■ ЗАДАНИЕ
Верните без изменений строки, начиная со строки, содержащей «Please annotate the building», и до строки, содержащей «[81,48,129,180]», включая обе. Ничего, кроме этих строк, приводить не требуется.

Строки из набора данных для разметки ограничивающими рамками:
# # # #
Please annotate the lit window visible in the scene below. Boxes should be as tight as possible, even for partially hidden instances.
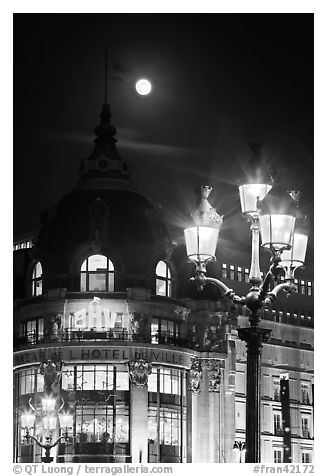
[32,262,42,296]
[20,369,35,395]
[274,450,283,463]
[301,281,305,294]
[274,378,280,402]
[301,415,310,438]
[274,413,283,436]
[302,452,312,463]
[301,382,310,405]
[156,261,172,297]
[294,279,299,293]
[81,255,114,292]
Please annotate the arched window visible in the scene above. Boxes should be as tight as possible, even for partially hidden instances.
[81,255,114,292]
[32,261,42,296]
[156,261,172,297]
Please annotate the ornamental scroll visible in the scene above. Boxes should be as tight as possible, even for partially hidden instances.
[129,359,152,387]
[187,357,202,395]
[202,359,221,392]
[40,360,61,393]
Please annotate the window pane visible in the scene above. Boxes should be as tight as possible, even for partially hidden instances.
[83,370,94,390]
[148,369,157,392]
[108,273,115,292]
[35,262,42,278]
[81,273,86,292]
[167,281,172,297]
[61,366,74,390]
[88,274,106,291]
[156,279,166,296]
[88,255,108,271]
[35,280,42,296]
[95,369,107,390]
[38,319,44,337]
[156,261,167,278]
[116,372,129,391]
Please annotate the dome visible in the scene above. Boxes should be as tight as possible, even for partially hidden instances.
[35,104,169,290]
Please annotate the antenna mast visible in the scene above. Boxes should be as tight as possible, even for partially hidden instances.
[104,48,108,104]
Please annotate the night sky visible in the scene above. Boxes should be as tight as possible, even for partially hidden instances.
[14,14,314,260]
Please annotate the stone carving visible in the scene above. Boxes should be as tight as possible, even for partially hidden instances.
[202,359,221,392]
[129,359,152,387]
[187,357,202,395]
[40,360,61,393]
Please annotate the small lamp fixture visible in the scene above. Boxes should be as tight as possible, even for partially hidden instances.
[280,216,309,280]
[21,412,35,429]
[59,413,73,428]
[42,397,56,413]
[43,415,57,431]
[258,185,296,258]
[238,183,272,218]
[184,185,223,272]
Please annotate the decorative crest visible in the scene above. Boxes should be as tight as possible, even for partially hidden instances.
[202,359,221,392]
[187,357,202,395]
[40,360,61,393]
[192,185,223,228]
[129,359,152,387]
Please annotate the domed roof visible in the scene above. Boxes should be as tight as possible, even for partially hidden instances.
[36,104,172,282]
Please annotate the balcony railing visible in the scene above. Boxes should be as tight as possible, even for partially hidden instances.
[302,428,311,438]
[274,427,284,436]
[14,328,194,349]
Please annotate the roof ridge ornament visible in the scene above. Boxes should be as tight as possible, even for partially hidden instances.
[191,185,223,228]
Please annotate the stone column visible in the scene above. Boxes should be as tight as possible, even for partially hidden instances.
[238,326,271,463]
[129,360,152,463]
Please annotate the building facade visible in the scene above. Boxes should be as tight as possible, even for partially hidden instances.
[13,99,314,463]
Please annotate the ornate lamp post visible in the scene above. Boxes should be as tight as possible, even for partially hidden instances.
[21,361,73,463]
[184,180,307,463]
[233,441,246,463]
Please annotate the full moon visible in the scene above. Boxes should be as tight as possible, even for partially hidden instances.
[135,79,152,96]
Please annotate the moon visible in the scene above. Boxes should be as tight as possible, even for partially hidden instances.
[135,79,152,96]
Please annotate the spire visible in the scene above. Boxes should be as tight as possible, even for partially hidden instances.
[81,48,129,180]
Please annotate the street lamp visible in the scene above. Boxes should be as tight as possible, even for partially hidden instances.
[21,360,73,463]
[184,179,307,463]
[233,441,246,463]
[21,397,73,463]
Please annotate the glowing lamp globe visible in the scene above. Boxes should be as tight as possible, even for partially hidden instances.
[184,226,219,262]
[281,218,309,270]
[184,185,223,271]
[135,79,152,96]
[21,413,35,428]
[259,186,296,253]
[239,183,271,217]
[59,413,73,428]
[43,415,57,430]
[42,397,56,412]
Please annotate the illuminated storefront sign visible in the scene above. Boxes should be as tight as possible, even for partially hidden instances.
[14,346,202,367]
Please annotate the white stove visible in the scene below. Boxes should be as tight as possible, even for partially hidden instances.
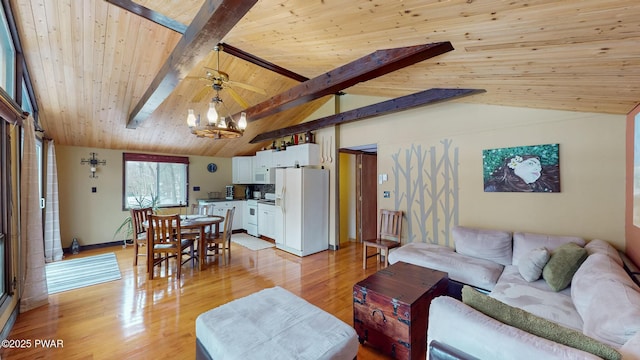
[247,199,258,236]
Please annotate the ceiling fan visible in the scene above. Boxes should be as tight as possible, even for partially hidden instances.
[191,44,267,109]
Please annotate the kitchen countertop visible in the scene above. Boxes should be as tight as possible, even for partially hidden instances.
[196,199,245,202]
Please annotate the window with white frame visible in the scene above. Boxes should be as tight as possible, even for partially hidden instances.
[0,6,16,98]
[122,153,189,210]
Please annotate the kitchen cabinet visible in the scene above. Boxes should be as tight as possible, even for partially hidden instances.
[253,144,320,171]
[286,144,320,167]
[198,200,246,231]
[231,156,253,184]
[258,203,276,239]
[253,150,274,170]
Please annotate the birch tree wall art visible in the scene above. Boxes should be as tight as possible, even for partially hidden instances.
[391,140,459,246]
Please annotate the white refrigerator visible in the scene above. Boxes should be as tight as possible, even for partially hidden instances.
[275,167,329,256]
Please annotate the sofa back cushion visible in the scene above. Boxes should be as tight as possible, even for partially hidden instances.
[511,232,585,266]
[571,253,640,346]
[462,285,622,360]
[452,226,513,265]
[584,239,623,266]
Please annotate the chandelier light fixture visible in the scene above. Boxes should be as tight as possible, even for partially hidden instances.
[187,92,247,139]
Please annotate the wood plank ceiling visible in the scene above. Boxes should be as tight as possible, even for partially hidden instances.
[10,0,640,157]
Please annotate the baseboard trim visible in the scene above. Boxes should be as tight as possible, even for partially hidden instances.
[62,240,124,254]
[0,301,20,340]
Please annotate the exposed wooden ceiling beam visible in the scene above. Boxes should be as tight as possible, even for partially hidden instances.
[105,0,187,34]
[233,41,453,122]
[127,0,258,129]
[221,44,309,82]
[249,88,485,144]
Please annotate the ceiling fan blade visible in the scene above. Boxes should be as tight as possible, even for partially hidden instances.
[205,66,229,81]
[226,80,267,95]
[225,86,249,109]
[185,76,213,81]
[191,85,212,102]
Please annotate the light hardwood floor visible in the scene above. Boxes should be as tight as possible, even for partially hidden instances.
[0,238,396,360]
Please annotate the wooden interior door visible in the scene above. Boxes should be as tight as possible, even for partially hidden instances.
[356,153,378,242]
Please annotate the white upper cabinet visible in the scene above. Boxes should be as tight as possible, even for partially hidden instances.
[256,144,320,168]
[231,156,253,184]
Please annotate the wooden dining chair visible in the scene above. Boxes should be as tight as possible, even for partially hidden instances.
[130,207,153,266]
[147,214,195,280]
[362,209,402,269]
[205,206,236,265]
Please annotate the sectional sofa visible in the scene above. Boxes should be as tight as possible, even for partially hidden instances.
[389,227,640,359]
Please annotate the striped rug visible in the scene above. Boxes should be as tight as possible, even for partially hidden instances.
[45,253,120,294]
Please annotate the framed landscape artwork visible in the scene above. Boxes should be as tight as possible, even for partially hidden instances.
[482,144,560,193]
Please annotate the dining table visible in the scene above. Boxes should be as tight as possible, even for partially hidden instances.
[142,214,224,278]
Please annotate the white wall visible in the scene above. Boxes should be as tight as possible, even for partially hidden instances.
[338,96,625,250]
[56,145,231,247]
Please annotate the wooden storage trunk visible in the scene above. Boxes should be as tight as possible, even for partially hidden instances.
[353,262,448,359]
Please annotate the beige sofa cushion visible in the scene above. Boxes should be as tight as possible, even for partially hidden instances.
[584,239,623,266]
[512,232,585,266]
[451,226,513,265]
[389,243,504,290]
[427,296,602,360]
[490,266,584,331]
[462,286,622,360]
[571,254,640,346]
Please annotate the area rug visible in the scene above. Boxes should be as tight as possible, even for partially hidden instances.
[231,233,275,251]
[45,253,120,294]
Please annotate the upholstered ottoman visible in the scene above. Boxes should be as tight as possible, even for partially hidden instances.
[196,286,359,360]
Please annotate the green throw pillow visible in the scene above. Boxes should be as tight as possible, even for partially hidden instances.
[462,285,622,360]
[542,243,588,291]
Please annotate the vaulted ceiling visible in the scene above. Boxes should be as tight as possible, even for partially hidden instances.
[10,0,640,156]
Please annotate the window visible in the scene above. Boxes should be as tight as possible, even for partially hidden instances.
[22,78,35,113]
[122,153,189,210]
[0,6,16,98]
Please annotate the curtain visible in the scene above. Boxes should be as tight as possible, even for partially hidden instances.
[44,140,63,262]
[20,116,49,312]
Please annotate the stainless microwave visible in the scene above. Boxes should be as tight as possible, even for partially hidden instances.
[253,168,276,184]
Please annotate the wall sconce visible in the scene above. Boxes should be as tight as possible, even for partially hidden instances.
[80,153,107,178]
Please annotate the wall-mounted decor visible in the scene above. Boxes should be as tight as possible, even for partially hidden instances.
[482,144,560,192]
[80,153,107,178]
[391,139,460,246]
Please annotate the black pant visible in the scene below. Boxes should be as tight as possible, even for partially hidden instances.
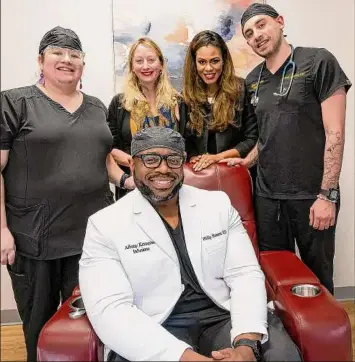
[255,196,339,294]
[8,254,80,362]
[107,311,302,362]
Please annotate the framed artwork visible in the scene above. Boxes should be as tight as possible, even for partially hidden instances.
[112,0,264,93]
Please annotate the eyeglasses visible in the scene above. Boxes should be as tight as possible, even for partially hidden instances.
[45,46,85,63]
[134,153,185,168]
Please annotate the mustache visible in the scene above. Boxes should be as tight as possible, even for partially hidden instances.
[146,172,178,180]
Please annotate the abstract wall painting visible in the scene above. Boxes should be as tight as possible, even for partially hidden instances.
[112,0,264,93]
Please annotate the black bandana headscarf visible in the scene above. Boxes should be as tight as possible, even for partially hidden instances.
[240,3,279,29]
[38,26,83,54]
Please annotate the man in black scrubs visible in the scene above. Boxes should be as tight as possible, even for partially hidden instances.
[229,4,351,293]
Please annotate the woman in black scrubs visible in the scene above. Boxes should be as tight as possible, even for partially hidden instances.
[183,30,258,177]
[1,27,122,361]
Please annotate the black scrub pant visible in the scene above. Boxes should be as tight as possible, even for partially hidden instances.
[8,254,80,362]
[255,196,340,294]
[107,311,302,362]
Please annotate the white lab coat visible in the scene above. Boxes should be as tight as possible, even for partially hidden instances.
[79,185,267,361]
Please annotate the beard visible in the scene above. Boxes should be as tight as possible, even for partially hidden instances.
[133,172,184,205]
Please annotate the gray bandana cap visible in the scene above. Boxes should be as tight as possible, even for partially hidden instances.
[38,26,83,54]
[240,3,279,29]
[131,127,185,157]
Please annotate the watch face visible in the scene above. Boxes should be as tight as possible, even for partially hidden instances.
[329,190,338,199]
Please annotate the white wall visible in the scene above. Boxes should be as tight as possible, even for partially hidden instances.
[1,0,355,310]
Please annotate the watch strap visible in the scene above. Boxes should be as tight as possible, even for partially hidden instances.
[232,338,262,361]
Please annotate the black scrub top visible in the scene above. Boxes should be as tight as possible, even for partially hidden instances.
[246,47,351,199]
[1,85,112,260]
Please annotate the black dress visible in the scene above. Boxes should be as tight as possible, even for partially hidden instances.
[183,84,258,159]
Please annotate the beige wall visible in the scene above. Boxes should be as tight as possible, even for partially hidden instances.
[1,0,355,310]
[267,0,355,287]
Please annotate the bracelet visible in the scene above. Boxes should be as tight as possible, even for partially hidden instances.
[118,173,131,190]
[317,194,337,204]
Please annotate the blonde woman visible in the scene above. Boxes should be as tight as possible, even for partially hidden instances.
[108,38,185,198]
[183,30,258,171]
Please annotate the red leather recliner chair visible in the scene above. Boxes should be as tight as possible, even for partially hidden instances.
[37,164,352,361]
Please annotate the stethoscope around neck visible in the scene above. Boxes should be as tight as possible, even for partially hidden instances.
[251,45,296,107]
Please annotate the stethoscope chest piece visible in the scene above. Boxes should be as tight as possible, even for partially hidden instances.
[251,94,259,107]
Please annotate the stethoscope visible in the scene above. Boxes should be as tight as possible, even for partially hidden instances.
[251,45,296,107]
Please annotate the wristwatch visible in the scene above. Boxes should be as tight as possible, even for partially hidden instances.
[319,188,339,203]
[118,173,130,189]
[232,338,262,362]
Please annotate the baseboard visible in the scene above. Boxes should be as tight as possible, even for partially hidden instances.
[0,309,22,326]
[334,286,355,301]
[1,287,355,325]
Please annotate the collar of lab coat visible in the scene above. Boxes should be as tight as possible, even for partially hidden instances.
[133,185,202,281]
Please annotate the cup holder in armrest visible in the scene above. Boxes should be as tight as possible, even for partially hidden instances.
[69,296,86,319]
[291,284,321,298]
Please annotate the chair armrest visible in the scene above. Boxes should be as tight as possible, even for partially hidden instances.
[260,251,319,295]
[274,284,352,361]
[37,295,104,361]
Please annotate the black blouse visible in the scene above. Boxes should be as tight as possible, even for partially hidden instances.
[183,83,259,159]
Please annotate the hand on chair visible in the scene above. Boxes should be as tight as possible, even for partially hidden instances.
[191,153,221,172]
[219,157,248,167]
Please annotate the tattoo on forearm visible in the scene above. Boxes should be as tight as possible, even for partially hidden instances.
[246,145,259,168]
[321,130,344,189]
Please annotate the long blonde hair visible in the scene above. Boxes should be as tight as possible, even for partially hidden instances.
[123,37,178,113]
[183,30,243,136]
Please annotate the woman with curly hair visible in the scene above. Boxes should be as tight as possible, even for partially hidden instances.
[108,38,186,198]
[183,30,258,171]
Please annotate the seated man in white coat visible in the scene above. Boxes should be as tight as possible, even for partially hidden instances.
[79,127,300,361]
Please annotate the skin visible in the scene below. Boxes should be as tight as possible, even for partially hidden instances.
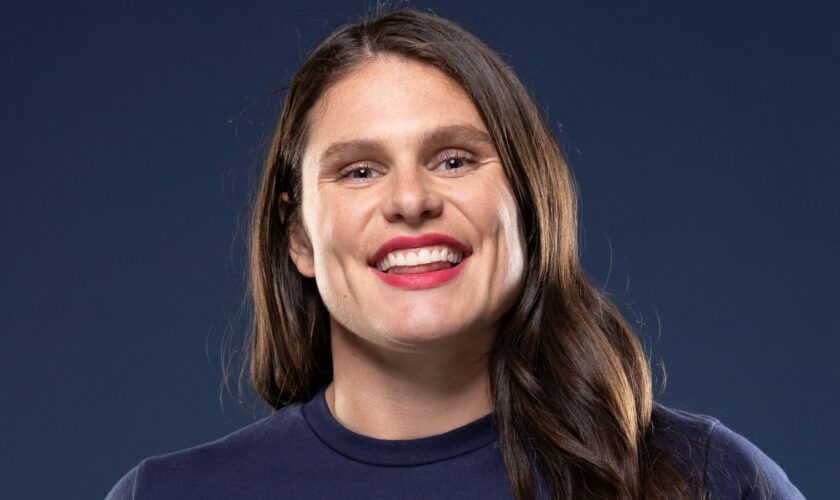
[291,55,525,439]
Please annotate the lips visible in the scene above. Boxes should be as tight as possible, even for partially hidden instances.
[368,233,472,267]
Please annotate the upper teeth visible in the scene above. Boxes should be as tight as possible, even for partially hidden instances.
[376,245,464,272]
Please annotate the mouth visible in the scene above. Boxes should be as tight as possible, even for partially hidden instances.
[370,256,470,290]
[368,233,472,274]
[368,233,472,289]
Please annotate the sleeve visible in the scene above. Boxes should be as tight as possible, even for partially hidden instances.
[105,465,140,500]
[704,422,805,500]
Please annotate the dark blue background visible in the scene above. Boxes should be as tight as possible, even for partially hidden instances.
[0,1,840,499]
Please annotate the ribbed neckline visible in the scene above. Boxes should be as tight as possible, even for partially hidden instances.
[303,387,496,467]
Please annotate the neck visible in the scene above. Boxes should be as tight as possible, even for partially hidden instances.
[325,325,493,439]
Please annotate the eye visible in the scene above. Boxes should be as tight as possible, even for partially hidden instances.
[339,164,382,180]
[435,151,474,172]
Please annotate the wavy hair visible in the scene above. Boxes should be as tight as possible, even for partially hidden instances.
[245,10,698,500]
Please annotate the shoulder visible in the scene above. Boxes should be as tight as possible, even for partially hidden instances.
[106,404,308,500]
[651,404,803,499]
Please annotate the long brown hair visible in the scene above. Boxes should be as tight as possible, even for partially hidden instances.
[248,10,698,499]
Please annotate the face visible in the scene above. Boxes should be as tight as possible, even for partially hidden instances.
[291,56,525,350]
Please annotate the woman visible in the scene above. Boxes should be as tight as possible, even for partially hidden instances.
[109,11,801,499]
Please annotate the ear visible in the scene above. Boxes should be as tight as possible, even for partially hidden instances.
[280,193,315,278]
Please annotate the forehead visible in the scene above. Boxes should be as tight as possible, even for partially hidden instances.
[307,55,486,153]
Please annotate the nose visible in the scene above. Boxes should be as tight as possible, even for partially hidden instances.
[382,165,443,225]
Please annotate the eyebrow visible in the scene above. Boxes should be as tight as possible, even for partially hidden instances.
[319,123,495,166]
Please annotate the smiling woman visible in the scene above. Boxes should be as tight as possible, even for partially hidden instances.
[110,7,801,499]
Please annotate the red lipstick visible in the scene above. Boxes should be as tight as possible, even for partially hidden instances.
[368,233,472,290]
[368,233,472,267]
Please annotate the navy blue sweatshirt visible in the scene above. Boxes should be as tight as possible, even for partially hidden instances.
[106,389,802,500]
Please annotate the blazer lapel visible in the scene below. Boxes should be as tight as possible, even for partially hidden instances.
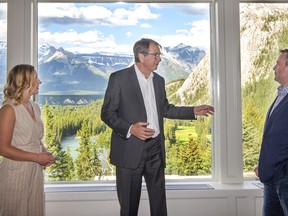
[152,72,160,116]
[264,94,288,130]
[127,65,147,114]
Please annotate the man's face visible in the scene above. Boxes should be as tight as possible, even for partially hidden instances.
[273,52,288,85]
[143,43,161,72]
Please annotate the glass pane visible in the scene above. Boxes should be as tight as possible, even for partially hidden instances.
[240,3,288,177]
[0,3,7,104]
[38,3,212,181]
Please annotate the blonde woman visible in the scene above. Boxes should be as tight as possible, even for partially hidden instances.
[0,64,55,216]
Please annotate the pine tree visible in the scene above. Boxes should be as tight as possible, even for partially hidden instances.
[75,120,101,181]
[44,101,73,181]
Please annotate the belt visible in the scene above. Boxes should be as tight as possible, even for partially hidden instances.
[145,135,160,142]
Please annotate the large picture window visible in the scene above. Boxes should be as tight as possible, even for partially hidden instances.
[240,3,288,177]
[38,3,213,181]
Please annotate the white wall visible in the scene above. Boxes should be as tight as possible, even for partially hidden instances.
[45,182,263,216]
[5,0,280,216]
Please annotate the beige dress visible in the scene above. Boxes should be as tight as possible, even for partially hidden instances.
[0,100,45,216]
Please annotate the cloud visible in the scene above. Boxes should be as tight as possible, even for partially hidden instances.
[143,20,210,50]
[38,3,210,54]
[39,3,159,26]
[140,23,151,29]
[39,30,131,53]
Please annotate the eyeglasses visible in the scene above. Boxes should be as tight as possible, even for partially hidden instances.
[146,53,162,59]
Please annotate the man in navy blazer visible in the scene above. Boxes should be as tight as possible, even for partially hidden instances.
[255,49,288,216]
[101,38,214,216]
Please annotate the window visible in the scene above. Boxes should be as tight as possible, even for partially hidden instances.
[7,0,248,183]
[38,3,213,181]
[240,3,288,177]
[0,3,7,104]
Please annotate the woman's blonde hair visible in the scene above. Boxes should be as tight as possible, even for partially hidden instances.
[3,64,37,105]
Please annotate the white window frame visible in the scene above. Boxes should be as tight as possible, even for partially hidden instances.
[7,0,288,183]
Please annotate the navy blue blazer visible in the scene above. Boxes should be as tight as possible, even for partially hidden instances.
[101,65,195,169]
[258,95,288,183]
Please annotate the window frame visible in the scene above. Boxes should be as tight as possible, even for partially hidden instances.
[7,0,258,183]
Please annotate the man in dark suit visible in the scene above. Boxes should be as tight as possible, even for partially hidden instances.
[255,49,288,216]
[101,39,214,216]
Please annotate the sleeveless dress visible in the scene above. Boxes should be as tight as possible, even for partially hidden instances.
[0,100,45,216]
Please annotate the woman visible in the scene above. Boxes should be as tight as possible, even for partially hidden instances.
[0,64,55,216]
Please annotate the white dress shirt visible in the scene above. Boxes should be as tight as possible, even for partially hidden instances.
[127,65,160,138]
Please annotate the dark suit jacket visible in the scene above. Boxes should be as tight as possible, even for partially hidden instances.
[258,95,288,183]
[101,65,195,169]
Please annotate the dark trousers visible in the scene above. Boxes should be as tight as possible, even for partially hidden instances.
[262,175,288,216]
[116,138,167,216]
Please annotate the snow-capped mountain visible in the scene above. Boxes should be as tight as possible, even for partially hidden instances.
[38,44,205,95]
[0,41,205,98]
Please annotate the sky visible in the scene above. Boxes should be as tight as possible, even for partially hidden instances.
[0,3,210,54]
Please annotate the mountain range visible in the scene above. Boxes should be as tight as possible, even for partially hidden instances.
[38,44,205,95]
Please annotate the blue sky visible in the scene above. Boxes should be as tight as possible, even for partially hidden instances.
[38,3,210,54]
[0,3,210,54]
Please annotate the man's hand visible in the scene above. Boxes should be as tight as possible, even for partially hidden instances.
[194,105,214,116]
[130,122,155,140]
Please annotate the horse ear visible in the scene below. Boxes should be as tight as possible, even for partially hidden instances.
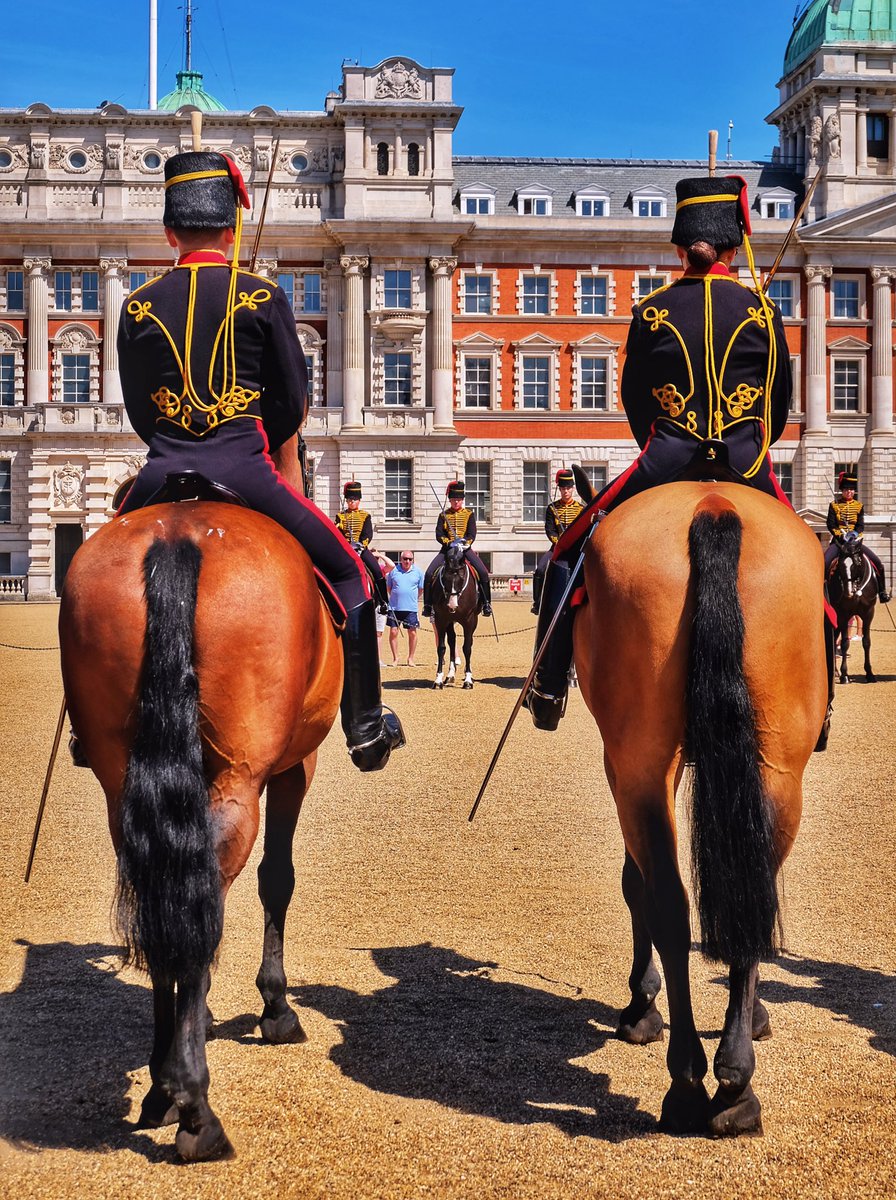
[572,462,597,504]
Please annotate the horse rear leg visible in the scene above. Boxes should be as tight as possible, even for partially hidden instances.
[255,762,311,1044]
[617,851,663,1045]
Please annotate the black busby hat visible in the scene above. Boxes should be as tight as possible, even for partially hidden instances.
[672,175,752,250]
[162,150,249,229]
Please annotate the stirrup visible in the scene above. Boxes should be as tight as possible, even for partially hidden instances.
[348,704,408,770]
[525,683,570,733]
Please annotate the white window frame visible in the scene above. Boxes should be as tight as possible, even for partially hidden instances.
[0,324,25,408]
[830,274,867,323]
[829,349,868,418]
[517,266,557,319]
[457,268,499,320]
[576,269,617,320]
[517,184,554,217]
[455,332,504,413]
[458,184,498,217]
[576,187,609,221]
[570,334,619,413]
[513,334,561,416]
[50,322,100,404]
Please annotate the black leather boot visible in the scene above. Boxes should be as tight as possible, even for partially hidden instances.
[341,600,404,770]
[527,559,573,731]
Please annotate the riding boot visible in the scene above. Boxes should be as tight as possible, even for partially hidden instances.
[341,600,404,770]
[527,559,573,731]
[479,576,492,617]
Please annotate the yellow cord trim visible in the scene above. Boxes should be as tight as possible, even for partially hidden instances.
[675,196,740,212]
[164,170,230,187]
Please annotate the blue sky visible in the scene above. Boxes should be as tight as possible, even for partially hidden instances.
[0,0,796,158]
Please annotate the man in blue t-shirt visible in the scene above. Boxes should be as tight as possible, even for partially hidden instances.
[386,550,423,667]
# # # #
■ ВЫПОЛНЕННОЕ ЗАДАНИЕ
Please annotate the building facade visible in the scene above. Boxes should be as tight as possible, even for partially hidden instances.
[13,99,314,463]
Please annotate the ornate lamp post visible in the scene above. Boxes should be as tight as possible, even for partially hidden instances.
[21,361,73,463]
[184,180,307,463]
[233,441,246,463]
Please annotate the full moon visible in the scene above. Boxes should be as tight as possible, even for partially hidden instances.
[135,79,152,96]
Please annotate the moon visible in the scene above. Boxes should be as tight as possible, even for partially hidden instances.
[135,79,152,96]
Please annotate the spire visible in the scene above. Boxes should be as tight as possible, even for partially hidden instances.
[81,48,129,180]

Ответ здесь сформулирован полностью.